(Extract provided begins)

To this end a commenter (“schoolswot” – today 11:10am) at Delingpole said this of Mörner:
This is the guy that claims that dowsing works but doesn’t actually want to prove it?
To which commenter “rastech” (circa 1pm) replied:
Dowsing does work, and you can prove it yourself (everybody can do it, some are just better at it than others).
The guy that taught me how to do it (yeah I was surprised I could do it), was a water well driller. He told me exactly where the springs were that he was going to drill, where two springs crossed, their depth (18ft and 24ft), how much water an hour they would produce to start with (it improves the more you pump), PLUS, where there was an even better spring to drill, if those two didn’t work out (it would have been twice as expensive to drill it, as it was almost 50ft deep) too reliable, as they were both in sandstone (but ideal for drinking water as it is beautifully filtered – you should taste the tea!).
He was spot on (you know when you hit a spring as the colour of the rock changes as you go through it – I watched every stage from start to finish on many wells with him, as all my neighbours had boreholes drilled by him and I helped him with them, as he got me practicing the dowsing on them).
Let me guess, from a position of complete ignorance and inexperience in the subject, you are an ‘expert’, right?
Well don’t feel bad about it, I felt exactly the same until I felt that damned divining rod dive for the deck with me holding it.
PS. What convinced me to try him, wasn’t a money back guarantee. I didn’t have to pay him AT ALL until he had delivered a good water supply. He got years of work in the area from that borehole, and he never let anybody down.
So, it’s now officially official. Dowsing, like cold weather, is now right wing.
All this in a comment thread attached to a Delingpole piece about Jeremy Clarkson, and about how all the shouting about Jeremy Clarkson is really about diverting attention from the fact that the recent public sector strike, some time last week, was a failure. Although, Guido reckons Clarkson is now laughing all the way to the bank. They haven’t so much diverted attention from the failure of their strike as given a ton of free publicity to someone who said, admittedly in his characteristically OTT manner, that the strikers were idiots.
Please try to keep your comments on topic. The topics being: Leo Hickman, the Guardian, Nils-Axel Mörner, dowsing, whether tea really does taste better if made with water filtered through sandstone, James Delingpole, the BBC, public sector strikes, Jeremy Clarkson, whether it’s okay for Jeremy Clarkson to joke about people being taken out and shot without really meaning it, Guido Fawkes, how to get tabloid publicity by the ton, paper money collapse … well, I didn’t mention paper money collapse until now, but I thought I ought to.
Newton, Maxwell, Einstein and Tim Blair have described the universe. Blair’s Law is “the ongoing process by which the world’s multiple idiocies are becoming one giant, useless force”.
On the 15th November, the Guardian gave over its comment pages to people from Occupy London. Most of the resulting articles were produced by earnest but weak-minded hippies. Two of the articles made the hippies look sensible.
The first of these was sad. It was the last of a set of three mini-articles by Occupiers on welfare, education and law; the law part being by written by a person “commonly known as dom.” It is important to him that you use that formulation, including the lack of an initial capital letter. He says,
Most days I walk around the site teaching people about the legal system, about the law, about how they’re being enslaved by a body of rules and statutory instruments. The prison without bars is made by bits of paper.

(Extract provided ends)

- Description of the task
According to the extract, what was the occupation of the man who taught the commenter "rastech" to dowse? The rows come from a separate source and are unrelated to the extract.

(Dataset begins)

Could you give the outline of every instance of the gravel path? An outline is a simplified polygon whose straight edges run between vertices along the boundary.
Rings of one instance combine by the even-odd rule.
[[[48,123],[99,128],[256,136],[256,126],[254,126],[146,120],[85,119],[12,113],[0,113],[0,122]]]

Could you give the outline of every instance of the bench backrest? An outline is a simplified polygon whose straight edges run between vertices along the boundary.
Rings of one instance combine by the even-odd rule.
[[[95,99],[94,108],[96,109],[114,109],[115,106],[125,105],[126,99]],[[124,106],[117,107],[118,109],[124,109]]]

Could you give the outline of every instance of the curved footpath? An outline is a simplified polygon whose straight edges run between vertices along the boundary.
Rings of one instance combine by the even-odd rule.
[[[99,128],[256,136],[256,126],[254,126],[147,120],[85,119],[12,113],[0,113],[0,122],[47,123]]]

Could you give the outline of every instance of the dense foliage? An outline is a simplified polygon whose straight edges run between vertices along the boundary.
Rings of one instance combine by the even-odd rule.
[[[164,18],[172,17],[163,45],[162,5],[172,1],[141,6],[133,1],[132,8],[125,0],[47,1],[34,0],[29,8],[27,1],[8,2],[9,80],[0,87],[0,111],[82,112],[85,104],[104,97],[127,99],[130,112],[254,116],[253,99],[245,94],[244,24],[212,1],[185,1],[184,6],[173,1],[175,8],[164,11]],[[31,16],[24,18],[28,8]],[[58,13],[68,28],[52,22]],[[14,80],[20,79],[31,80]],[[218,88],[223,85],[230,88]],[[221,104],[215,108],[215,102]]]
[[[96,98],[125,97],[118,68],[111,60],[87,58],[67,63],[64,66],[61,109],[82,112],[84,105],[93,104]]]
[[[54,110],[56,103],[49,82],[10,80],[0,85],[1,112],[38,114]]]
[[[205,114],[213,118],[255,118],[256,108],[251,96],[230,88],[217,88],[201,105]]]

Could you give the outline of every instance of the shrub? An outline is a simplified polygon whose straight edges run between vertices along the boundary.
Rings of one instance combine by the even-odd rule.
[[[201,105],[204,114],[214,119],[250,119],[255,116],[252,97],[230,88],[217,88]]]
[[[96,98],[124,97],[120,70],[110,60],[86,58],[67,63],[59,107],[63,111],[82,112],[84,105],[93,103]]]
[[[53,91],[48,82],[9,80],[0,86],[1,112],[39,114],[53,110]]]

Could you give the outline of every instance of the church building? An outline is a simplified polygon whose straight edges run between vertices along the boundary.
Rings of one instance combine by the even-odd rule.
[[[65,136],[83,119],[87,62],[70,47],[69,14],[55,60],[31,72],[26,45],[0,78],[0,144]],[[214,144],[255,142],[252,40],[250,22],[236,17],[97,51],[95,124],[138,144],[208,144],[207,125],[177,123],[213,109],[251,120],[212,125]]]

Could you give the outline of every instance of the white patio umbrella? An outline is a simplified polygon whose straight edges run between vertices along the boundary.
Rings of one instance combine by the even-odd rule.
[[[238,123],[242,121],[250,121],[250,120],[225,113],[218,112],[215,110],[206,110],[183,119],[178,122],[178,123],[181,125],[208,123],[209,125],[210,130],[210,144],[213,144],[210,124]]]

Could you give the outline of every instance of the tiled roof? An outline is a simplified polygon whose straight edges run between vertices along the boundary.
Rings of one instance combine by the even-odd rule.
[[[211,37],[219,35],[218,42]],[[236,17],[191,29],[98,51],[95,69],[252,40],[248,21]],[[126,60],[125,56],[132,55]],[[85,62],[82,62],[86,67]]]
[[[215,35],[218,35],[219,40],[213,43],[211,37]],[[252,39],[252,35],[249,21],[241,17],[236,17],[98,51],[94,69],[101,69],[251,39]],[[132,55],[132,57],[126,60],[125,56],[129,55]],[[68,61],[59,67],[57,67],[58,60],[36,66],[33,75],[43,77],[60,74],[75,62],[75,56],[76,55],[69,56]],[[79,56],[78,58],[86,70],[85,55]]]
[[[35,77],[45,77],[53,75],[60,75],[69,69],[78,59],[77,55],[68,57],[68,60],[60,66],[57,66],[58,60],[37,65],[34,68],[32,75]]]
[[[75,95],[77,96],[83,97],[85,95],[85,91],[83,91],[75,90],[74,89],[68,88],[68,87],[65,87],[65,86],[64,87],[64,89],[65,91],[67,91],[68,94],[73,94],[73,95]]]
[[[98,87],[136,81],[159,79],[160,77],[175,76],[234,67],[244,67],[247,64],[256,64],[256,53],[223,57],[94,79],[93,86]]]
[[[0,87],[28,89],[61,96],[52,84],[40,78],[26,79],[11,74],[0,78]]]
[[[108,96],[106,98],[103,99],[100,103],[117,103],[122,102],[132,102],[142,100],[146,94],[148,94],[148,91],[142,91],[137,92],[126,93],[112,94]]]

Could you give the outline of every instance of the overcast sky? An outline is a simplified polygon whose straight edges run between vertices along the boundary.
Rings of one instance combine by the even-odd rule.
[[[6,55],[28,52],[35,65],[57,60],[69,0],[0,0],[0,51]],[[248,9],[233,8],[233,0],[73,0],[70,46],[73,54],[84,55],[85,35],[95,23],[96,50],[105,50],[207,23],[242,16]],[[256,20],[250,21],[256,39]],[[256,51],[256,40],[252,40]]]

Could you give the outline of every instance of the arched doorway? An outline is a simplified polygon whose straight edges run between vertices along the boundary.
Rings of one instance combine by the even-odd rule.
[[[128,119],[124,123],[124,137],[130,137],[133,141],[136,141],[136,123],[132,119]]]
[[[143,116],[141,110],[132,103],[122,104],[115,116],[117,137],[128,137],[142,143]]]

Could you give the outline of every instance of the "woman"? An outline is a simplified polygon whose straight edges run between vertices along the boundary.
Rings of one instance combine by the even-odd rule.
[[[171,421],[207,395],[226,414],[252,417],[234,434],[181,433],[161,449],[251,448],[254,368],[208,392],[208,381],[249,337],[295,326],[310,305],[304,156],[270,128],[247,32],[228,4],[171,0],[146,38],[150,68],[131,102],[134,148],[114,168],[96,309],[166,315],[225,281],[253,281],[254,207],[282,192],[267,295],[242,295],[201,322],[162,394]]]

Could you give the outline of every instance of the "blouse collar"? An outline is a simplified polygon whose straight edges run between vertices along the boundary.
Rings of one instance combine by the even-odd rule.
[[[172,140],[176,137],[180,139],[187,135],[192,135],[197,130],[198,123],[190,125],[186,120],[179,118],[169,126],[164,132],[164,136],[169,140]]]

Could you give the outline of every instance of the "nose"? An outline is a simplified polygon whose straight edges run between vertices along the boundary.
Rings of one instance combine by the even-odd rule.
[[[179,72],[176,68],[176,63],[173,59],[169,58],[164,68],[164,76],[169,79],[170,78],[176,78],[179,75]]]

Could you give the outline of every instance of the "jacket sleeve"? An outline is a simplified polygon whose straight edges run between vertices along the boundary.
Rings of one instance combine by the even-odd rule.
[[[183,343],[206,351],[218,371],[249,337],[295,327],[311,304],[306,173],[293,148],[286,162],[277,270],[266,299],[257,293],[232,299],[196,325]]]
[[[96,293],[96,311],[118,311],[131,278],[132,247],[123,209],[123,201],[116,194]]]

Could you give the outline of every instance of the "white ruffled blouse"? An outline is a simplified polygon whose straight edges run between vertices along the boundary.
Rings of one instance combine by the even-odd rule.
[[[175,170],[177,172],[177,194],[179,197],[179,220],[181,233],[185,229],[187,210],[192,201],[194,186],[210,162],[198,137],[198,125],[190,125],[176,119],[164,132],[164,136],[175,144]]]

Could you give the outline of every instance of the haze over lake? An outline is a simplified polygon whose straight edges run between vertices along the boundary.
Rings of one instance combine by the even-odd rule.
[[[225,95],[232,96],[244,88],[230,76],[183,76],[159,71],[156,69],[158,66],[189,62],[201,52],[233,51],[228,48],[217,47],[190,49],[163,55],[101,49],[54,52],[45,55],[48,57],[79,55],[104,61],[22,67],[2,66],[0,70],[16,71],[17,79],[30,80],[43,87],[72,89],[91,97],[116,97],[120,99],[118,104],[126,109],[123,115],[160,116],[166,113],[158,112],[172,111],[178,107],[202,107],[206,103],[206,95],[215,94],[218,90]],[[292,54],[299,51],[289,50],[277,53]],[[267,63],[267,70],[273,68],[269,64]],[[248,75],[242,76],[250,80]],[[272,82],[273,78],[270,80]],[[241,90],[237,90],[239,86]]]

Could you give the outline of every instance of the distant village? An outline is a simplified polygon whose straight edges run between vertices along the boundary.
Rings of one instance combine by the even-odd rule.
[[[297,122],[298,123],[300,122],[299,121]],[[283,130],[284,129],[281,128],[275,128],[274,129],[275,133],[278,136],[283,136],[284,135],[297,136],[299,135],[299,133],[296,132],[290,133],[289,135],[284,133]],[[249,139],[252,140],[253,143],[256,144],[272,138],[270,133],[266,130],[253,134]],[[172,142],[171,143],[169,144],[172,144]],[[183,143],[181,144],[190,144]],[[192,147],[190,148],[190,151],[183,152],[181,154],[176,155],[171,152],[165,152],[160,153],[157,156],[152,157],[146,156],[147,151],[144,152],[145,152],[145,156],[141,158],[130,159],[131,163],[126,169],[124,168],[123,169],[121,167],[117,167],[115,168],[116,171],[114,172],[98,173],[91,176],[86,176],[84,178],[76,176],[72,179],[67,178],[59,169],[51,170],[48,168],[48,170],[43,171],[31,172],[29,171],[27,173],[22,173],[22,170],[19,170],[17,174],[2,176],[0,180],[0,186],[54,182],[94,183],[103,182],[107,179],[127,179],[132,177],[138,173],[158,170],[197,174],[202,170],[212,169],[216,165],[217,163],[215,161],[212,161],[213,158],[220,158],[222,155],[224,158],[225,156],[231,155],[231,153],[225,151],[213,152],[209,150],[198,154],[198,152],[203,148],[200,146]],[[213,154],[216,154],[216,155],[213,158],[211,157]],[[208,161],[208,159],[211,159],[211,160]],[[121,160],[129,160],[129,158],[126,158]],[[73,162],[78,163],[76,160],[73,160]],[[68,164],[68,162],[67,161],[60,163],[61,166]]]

(Dataset ends)

- Solved problem
He was a water well driller.